- Directions for this task:
Would you restate all the data that follows, word for word?

[Extracted data entries]

____________________

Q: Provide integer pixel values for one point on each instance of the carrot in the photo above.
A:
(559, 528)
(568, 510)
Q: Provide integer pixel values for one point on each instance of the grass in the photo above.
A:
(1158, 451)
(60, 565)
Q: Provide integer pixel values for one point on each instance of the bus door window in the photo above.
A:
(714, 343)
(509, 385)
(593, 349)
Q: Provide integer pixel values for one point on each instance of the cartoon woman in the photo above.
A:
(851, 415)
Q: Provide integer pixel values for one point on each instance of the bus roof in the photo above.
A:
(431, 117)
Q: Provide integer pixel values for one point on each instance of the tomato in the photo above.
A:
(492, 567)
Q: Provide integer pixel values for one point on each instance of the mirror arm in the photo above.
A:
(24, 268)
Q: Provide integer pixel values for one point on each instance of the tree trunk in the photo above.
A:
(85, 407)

____________________

- Result:
Q: Provide integer pixel values for one point on each instance of the carrot in the photo above.
A:
(559, 528)
(568, 510)
Q: Provide integer pixel values for one point on each instance of the grass in the photo above.
A:
(1158, 451)
(60, 565)
Q: Provide integer pixel values for one point on each instance of the bus door window in the photo above.
A:
(714, 343)
(509, 385)
(593, 349)
Q: Provide integer pixel values for one point on each instance of the cartoon woman in the photo above.
A:
(851, 415)
Q: Provide integer pixel values for one point on each instance of the bus roof in the photo above.
A:
(431, 117)
Q: Provide integer pixel values for one point on each instance of the tomato in the photo above.
A:
(492, 567)
Q: Provide integer pixel values for one point on each instance of the mirror arm in the photo above.
A:
(24, 268)
Q: Provide integer pixel values for one point on each instance of the tree trunk in the photo above.
A:
(85, 407)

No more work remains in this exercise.